• **Problem to solve**
Reproduce the data from the line containing "[mark] tree visible" through the final line, requests included, shifting each point coordinate in the answers by adding 119 to both of its numbers.

::: Data to process

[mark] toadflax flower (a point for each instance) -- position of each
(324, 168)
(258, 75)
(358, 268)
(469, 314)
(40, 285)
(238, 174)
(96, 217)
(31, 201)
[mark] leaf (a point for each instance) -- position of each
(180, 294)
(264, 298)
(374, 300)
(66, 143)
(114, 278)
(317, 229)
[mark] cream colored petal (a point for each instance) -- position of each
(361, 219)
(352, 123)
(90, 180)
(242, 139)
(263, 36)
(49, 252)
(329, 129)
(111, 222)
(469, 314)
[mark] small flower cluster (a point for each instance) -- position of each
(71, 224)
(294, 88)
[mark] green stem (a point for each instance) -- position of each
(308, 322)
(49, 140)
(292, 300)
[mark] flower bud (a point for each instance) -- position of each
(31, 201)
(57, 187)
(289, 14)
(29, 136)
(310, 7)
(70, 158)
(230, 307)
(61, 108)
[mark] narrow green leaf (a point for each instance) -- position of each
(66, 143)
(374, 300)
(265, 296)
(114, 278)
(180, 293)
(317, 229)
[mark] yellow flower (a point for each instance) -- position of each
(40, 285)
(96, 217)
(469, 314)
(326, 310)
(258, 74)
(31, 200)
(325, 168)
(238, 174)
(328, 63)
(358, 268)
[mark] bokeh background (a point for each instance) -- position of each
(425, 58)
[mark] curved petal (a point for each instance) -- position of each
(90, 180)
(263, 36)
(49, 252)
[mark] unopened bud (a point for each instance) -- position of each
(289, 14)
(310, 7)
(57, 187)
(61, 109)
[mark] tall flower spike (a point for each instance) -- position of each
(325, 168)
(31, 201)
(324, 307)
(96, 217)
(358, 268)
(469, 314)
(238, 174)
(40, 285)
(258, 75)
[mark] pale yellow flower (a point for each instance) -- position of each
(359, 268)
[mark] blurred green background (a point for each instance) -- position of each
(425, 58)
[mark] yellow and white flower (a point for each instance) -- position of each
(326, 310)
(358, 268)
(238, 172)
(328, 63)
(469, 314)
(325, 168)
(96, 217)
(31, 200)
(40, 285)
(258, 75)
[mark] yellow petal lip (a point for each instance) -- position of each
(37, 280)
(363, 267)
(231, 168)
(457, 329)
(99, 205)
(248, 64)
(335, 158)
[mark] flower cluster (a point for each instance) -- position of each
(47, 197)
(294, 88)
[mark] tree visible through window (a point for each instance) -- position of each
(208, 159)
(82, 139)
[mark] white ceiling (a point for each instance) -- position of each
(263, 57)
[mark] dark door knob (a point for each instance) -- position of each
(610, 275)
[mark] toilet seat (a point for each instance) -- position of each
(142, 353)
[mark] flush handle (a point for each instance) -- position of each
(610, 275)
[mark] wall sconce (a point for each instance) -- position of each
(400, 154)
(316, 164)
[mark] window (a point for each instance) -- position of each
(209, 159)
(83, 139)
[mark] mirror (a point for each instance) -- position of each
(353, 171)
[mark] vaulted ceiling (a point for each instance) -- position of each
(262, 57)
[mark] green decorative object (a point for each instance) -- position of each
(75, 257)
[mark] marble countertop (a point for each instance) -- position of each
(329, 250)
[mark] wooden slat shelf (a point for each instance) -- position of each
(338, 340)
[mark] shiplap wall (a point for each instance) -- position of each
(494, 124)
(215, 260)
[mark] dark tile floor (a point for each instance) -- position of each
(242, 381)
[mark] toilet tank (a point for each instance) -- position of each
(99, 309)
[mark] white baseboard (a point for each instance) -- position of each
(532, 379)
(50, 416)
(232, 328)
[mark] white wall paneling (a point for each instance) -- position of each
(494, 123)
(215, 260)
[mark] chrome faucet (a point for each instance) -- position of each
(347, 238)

::::::

• **Answer in full**
[mark] tree visible through window (a point for each instance) -- position of each
(327, 278)
(201, 258)
[mark] white ceiling (a point for each instance) -- position of each
(382, 176)
[mark] dark door knob (a point for each instance) -- position of each
(729, 394)
[mark] toilet seat (a point for each instance) -- position of each
(261, 472)
[mark] flush handle (a point for each instance) -- position of each
(729, 394)
[mark] wall sconce (a point for each instance) -- position of each
(519, 273)
(435, 283)
[mark] window (a point for each instance) -- position of each
(328, 278)
(202, 258)
[mark] mirror (a point for each instance) -- position of each
(472, 290)
[mark] vaulted ceiling (a point for each instance) -- position of each
(381, 176)
[mark] green decorative object (a point for each instance) -- position of each
(194, 376)
[mark] marble countertop (a point for each instance) -- position of each
(448, 369)
[mark] wooden slat shelf (a point for each instance) -- position of each
(457, 459)
[mark] shiplap wall (a point for each instance) -- position of each
(613, 243)
(334, 379)
[mark] dark tile floor (a point for each instance) -- position of each
(361, 500)
[mark] toilet tank (a point for each instance) -- position of each
(218, 428)
[mark] white baseboard (a point for each instance) -- position of each
(651, 498)
(169, 535)
(351, 447)
[mark] white wall paneling (a point for each instance) -- position of each
(613, 242)
(334, 379)
[mark] chrome faucet (a point for each instance) -- position of each
(466, 357)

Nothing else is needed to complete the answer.